Task details>
In the article about the East African Training Initiative, how many pulmonologists did Ethiopia have before the program launched?
Segment Start: Document text
Dr. Neil Schluger Marks Milestone in Treating Pulmonary Disease in East Africa
EATI has Graduated 18 Specialists, Including Two Pediatric Pulmonologists and Two Physicians from Rwanda and Tanzania
This February marked a milestone for Neil Schluger, M.D., the Barbara and William Rosenthal Chairman of the Department of Medicine and professor of medicine, as he traveled to Ethiopia to celebrate the 10th anniversary of the East African Training Initiative (EATI), which he founded with colleagues in 2013. The two-year fellowship training program in pulmonary and critical care medicine is the first training program of its kind in Ethiopia and the broader East African region. Before the launch of EATI, Ethiopia had only one pulmonologist for its 110 million people. To date, EATI has graduated 18 specialists, including two pediatric pulmonologists and two physicians from Rwanda and Tanzania, who have assumed leadership roles at hospitals across East Africa.
These achievements were celebrated at a symposium held in Addis Ababa in early February, in conjunction with the annual meeting of the Ethiopian Thoracic Society. Dr. Schluger addressed the symposium regarding the program’s accomplishments, and a keynote speech marking the occasion was given by Dereje Duguma, M.D., M.P.H., the State Minister of Health for Ethiopia.
The EATI began with a meeting Dr. Schluger had in 2011 with Ataley Alem, M.D., of the Addis Ababa University College of Health Sciences. Dr. Alem was seeking a partnership for clinical training programs in several medical specialties, including pulmonary and critical care medicine. That meeting would lead Dr. Schluger to Ethiopia, a place he had never been before, and set in motion what would become an integral part of Dr. Schluger’s academic career.
“The second most populous country in Africa, Ethiopia bears a huge burden from tuberculosis and chronic lung disease, that is driven by factors, such as indoor air pollution from solid fuels used for cooking, outdoor air pollution and occupational exposures,” said Dr. Schluger. “The lack of a trained physician workforce was a critical impediment to assessing the burden of lung disease, to advising the government about the best ways to prevent and treat chronic respiratory illnesses and to provide advanced care to patients.”
After securing funding for the program from both the global public health organization Vital Strategies and the Swiss Lung Foundation, Dr. Schluger and a team of physicians and public health officials developed the curriculum for training pulmonary critical care fellows based on the Accreditation Council for Graduate Medical Education standards. The goal was to develop a sustainable program with a boots-on-the-ground mindset and an all-volunteer faculty who would be onsite in Ethiopia at all times until a sufficient number of Ethiopian physicians had been trained. That goal has been accomplished.
Segment End: Document text
Segment Start: Dataset entries
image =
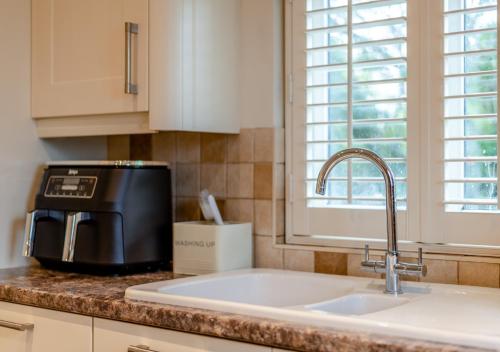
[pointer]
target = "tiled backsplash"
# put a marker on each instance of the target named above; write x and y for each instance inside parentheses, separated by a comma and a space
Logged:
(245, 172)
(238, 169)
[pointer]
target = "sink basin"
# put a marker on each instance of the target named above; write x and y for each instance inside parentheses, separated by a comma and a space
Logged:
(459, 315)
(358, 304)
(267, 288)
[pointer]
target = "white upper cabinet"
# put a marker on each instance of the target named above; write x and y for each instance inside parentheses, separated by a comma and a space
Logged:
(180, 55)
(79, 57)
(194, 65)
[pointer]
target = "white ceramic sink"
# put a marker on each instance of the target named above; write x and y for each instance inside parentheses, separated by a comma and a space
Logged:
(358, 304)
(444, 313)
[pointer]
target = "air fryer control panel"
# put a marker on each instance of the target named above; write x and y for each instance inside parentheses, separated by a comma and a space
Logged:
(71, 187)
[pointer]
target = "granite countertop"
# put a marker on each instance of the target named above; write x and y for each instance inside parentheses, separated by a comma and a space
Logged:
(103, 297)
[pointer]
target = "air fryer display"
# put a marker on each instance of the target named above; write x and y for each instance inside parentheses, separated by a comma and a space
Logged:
Segment End: Dataset entries
Segment Start: Dataset entries
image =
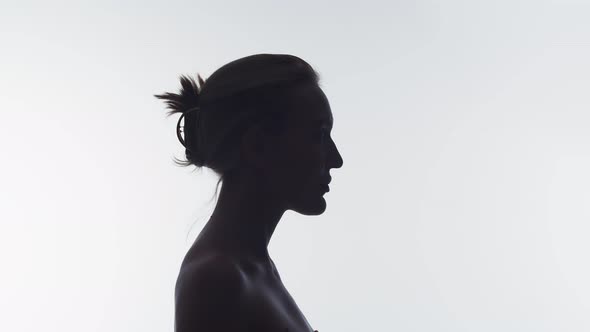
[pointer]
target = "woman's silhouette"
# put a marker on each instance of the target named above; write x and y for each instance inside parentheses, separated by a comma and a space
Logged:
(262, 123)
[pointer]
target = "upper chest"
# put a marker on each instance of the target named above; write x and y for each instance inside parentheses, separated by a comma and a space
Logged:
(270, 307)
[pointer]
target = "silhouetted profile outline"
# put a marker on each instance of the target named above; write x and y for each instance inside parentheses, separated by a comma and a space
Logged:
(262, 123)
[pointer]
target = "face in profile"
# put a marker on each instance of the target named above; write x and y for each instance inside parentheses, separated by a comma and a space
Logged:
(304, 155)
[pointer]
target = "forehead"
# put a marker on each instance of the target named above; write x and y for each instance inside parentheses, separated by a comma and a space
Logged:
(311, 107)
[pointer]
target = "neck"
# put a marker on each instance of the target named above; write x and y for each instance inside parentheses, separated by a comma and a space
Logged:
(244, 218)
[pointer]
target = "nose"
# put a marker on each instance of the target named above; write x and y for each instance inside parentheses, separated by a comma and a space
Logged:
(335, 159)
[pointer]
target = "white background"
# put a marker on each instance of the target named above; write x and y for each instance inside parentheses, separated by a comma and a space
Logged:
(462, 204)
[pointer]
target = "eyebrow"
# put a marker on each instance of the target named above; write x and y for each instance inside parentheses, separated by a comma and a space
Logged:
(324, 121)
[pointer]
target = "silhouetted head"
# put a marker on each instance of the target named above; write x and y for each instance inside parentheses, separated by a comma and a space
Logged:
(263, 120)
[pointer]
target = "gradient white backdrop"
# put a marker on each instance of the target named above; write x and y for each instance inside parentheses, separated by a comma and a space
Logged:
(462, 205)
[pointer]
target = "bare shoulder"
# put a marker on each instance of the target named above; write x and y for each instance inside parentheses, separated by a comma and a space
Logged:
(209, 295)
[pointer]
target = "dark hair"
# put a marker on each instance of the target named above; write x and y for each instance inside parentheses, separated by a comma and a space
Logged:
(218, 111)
Segment End: Dataset entries
Finished task>
Only one, for its 110 million people.